[Pointing and labeling entries]
______________________________

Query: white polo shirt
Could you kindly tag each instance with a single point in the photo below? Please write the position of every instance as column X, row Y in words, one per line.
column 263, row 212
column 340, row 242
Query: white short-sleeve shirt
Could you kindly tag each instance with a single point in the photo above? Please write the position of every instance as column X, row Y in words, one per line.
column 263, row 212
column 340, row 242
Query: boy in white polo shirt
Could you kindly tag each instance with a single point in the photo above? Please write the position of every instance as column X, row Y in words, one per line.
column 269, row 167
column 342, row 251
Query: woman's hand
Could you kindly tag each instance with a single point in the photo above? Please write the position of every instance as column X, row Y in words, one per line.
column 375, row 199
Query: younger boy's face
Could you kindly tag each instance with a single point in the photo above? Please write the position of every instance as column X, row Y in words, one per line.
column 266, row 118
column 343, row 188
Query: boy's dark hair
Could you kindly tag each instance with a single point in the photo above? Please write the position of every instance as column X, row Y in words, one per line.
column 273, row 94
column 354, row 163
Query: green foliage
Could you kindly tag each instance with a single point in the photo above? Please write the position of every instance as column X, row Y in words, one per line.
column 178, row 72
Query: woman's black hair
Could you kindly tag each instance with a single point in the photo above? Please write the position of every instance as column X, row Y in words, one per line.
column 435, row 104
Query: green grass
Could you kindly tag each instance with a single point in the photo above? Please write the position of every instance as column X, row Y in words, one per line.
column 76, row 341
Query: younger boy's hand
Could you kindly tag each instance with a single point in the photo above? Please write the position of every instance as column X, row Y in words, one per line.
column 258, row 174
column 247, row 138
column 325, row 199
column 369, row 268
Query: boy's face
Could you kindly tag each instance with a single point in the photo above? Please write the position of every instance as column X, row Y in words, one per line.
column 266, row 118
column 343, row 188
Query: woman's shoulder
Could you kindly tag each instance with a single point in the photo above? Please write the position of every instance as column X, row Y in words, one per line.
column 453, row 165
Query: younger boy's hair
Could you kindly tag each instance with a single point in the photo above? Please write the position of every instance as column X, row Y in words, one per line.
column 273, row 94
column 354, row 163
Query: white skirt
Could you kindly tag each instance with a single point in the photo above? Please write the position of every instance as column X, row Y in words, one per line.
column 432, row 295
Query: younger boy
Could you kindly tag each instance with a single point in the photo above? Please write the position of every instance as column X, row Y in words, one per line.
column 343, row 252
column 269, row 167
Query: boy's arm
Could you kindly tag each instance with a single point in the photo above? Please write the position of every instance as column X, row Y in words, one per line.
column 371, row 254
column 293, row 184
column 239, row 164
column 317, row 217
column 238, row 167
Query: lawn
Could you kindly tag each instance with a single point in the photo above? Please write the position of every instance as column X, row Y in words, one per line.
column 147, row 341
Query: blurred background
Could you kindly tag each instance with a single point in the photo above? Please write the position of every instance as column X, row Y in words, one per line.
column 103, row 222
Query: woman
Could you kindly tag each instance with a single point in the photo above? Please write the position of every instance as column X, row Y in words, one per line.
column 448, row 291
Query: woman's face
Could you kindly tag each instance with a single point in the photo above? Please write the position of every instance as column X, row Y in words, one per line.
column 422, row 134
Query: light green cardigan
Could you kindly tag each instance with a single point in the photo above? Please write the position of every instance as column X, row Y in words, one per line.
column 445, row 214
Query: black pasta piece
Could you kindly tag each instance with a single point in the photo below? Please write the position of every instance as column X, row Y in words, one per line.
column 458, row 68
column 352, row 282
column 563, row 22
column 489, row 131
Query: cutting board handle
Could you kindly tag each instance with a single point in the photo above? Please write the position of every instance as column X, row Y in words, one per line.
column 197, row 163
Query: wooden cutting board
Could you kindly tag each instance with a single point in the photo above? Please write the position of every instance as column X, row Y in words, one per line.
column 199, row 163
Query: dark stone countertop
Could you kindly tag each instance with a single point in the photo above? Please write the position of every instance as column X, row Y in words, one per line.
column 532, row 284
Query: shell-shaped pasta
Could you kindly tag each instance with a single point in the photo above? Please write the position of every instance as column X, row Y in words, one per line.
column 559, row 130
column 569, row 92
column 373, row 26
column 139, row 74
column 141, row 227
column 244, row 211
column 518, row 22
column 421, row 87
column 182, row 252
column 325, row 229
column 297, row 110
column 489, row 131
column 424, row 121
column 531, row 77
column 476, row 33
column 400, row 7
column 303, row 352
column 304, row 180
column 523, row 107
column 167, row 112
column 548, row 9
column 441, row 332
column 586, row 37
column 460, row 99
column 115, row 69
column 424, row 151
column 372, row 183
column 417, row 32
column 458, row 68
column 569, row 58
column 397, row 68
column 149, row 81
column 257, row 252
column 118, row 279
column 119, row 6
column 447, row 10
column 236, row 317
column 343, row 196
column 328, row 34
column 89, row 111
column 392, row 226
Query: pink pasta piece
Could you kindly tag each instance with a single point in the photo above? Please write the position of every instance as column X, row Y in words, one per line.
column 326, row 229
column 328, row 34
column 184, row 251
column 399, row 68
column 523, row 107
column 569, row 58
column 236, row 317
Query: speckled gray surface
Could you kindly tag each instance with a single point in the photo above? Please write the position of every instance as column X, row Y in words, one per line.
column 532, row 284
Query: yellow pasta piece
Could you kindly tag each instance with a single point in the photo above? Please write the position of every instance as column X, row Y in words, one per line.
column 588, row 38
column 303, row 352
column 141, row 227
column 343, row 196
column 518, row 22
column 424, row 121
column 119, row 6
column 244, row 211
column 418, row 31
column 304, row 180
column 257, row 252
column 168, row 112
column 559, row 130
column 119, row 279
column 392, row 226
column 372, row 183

______________________________

Short exercise: Output the material above as a two-column CSV with the headers text and answer, one row for each "Query:" line. Put that line and the instruction under it in text and the coordinate lines that follow in answer, with each field in double quotes and line breaks replaced by spaces.

Result of the exercise:
text,answer
"Query: white polo shirt Could you kindly tag each instance with a single point in the photo below? Please write the position of every instance as column X, row Y in words, one per line.","column 263, row 212 column 340, row 242"
"Query: white short-sleeve shirt Could you kindly tag each instance with a single point in the photo above? Please write the position of every instance as column X, row Y in words, one per line.","column 263, row 212 column 340, row 242"
"Query: boy in white polo shirt Could you kindly tag each instance with a single point in the photo above? Please write the position of every instance as column X, row Y in words, one per line.","column 269, row 167 column 342, row 251"
"Query: woman's hand Could you kindly tag each instance with a single point in the photo above? Please write the position of every instance as column X, row Y in words, one per line.","column 375, row 199"
"Query: younger boy's face Could you kindly tag each instance with a single point in the photo above? Please write the position of every instance as column X, row Y in words, one per line.","column 266, row 118 column 343, row 188"
"Query: boy's dark hair Could you kindly tag each instance with a single point in the photo above? Please write the position of every instance as column X, row Y in words, one per line.","column 273, row 94 column 354, row 163"
"Query: green foliage Could you kindly tag each instance with a single point in the photo above? Please write the position of every instance as column X, row Y in words, one per line.","column 178, row 72"
"Query: woman's black hair Could you kindly tag each instance with a single point in the photo above? Please write the position of every instance as column X, row Y in words, one per line.","column 435, row 104"
"Query: green grass Could you kindly tag each instance with a single point in the photo above? Please write the position of every instance as column X, row Y in words, one per line.","column 76, row 341"
"Query: younger boy's hand Could you kindly tag each instance with a single point in the photo above? Please write the position of every instance as column X, row Y in words, one per line.","column 258, row 174 column 247, row 138 column 325, row 199 column 369, row 268"
"Query: boy's face Could you kindly tag each instance with a single point in the photo above? Please write the position of every instance as column X, row Y in words, one per line.","column 266, row 118 column 343, row 188"
"Query: woman's shoulder Could you kindly tag each instance with a single point in the photo above? Please write the position of every instance as column X, row Y in words, one per line.","column 453, row 165"
"Query: younger boy's hair Could you kindly tag each instance with a single point in the photo above? Please write the position of every instance as column X, row Y in words, one per line.","column 273, row 94 column 354, row 163"
"Query: white skirt Could you kindly tag each instance with a single point in the photo above? Please write the position of every instance as column X, row Y in words, one per line.","column 432, row 295"
"Query: younger boy Could you kindly tag each instance with a single point in the photo above? Please write the position of every instance as column X, row Y in words, one per line.","column 343, row 252 column 269, row 167"
"Query: boy's arm Could you kindly tag each instance with a single point in the photo above? Please write the position of every instance as column X, row Y in words, one per line.","column 371, row 254 column 293, row 184 column 239, row 164 column 317, row 217 column 238, row 167"
"Query: lawn Could you kindly tag each instance with a single point in the photo above? Please write the position of every instance as column X, row Y in words, one per line.","column 147, row 341"
"Query: blurred background Could you kindly tag each instance with a single point in the photo above? Please write the position of every instance as column X, row Y in words, one per line.","column 103, row 222"
"Query: woman Could you kindly tag each instance with a single point in the photo above? Please write the position of every instance as column X, row Y in words, one per line.","column 448, row 291"
"Query: woman's face Could you kindly tag each instance with a single point in the photo above? Please write the position of every instance as column X, row Y in words, one per line.","column 422, row 134"
"Query: light green cardigan Could you kindly tag each instance with a single point in the photo above? Please write the position of every instance as column X, row Y in words, one per line.","column 445, row 214"
"Query: black pasta piece Could you kindly tag each instance with a single point in the photo below? Please write the position of every instance as column X, row Y in words, one per line.","column 458, row 68 column 352, row 282 column 563, row 22 column 489, row 131"
"Query: cutting board handle Could you kindly tag each instance with a single point in the photo above? Please write the position of every instance as column X, row Y in words, one per line.","column 197, row 163"
"Query: wooden cutting board Could you kindly tag each instance with a single point in the photo above? Please write the position of every instance as column X, row Y in words, one per line.","column 199, row 163"
"Query: dark stone countertop Could you kindly tag each instance with a single point in the photo above? Please write the position of every instance as column X, row Y in words, one per line.","column 532, row 284"
"Query: shell-shaped pasta Could you kindly tag each instance with a single point in the photo above? Please write the position of every instance as column X, row Y in words, one per line.","column 559, row 130 column 569, row 92 column 373, row 26 column 139, row 74 column 141, row 227 column 244, row 211 column 518, row 22 column 421, row 87 column 182, row 252 column 325, row 229 column 297, row 110 column 489, row 131 column 424, row 121 column 531, row 77 column 476, row 33 column 400, row 7 column 303, row 352 column 304, row 180 column 523, row 107 column 167, row 112 column 548, row 9 column 441, row 332 column 586, row 37 column 460, row 99 column 115, row 69 column 424, row 151 column 372, row 183 column 417, row 32 column 458, row 68 column 569, row 58 column 397, row 68 column 149, row 81 column 257, row 252 column 118, row 279 column 119, row 6 column 447, row 10 column 236, row 317 column 343, row 196 column 328, row 34 column 89, row 111 column 392, row 226"
"Query: pink pasta piece Could you kindly tag each instance with a single point in the photo above? Please write the position of every instance as column X, row Y in words, one per line.","column 326, row 229 column 328, row 34 column 184, row 251 column 399, row 68 column 523, row 107 column 569, row 58 column 236, row 317"
"Query: speckled gray surface Could you kindly tag each instance with a single point in the photo above? Please write the position of every instance as column X, row Y in words, one per line.","column 532, row 284"
"Query: yellow pasta piece Could you kindly tag each instance with a single point in the photo above? Please write the position of every instance as column X, row Y in words, one per line.","column 588, row 38 column 303, row 352 column 141, row 227 column 343, row 196 column 518, row 22 column 424, row 121 column 119, row 6 column 244, row 211 column 418, row 31 column 304, row 180 column 257, row 252 column 168, row 112 column 559, row 130 column 119, row 279 column 392, row 226 column 372, row 183"